* _WHAT TO PRODUCE_
Copy each of the entries below word for word, changing nothing.

* _DATA TO PROCESS_
* * * * *

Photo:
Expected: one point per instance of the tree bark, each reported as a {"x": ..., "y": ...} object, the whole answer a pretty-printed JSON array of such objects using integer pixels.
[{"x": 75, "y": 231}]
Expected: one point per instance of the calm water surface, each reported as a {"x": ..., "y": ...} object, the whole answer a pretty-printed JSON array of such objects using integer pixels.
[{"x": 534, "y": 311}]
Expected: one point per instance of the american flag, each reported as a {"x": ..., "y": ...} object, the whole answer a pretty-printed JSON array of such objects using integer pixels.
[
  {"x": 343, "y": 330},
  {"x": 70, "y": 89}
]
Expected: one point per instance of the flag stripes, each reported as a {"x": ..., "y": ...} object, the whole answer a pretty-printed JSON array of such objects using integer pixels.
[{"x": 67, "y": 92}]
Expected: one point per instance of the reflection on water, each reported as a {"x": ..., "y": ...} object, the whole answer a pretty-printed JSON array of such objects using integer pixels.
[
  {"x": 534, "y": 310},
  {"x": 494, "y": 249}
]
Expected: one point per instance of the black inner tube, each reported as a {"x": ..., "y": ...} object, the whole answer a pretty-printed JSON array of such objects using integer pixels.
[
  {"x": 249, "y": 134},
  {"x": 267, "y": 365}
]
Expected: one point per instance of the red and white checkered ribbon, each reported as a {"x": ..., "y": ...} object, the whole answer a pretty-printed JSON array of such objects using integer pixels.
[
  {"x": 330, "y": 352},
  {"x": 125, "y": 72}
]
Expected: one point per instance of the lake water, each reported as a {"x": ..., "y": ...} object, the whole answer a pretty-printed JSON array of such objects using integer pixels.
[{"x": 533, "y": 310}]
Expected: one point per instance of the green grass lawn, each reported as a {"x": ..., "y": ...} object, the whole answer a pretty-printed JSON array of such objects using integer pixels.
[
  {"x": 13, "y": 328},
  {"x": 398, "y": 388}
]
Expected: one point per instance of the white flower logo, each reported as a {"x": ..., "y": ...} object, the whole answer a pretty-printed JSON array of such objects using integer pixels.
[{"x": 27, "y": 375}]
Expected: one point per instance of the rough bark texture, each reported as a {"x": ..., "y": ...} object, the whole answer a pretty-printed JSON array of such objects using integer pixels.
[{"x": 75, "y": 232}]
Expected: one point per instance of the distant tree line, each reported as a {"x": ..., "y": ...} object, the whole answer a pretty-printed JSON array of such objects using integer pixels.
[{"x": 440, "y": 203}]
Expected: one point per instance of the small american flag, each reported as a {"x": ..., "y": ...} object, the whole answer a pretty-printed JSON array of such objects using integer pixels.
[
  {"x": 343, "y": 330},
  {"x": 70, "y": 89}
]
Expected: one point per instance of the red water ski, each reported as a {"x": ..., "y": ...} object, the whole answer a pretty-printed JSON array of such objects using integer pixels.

* * * * *

* _EXERCISE OUTPUT_
Photo:
Expected: one point per instance of the tree bark, each reported as a {"x": ..., "y": ...} object, the whole answer a pretty-printed JSON array of such objects using integer pixels.
[{"x": 75, "y": 231}]
Expected: one point per instance of the calm water surface, each reported as a {"x": ..., "y": ...} object, the whole answer a pretty-printed JSON array of such objects using integer pixels.
[{"x": 534, "y": 311}]
Expected: one point per instance of the american flag, each reported as a {"x": ..., "y": ...} object, the whole answer a pretty-printed JSON array of such objects using integer pixels.
[
  {"x": 343, "y": 330},
  {"x": 70, "y": 89}
]
Expected: one point per instance of the flag stripes, each reported as a {"x": ..., "y": ...} object, the whole answer a pretty-printed JSON array of such objects using integer pixels.
[{"x": 67, "y": 92}]
Expected: one point per instance of the reflection on water, each reported as a {"x": ..., "y": ...} object, the whole answer a pretty-printed JSON array of such objects using integer pixels.
[
  {"x": 534, "y": 310},
  {"x": 494, "y": 249}
]
Expected: one point per instance of the black inner tube, each reported as a {"x": ..., "y": ...} object, the whole answer a pretty-printed JSON array of such objects using integer pixels.
[
  {"x": 249, "y": 134},
  {"x": 267, "y": 365}
]
Expected: one point per instance of the red and white checkered ribbon, each reported as a {"x": ..., "y": ...} object, the whole answer a pretty-printed JSON array of such objects using integer pixels.
[
  {"x": 330, "y": 352},
  {"x": 125, "y": 72}
]
Expected: one point per instance of the lake water, each reported as a {"x": ..., "y": ...} object, the whole answer a pretty-printed JSON array of such objects using integer pixels.
[{"x": 533, "y": 310}]
Expected: one point per instance of the green grass lawn, each reported as a {"x": ..., "y": ...} object, the whole answer a pretty-printed JSON array of such objects using integer pixels.
[
  {"x": 13, "y": 328},
  {"x": 398, "y": 388}
]
Expected: one point per instance of the white flower logo, each reported as a {"x": ..., "y": ...} object, the whole answer a pretty-printed JSON array of such objects using integer pixels.
[{"x": 27, "y": 375}]
Expected: one point per instance of the rough bark texture, each reported as a {"x": ..., "y": ...} object, the whole answer a pretty-printed JSON array of such objects using integer pixels.
[{"x": 75, "y": 232}]
Expected: one point per instance of the distant tree line, each reported as a {"x": ..., "y": ...} object, the whole answer a pretty-printed JSON array of such objects using integer pixels.
[{"x": 440, "y": 203}]
Expected: one point per instance of the small american flag, each reported as a {"x": ..., "y": ...} object, the whole answer a pretty-printed JSON array of such objects using integer pixels.
[
  {"x": 343, "y": 330},
  {"x": 70, "y": 89}
]
Expected: one point per instance of the red water ski, each reported as a {"x": ..., "y": ...} object, the whole answer a pretty-printed JSON array of such objects using integer pixels.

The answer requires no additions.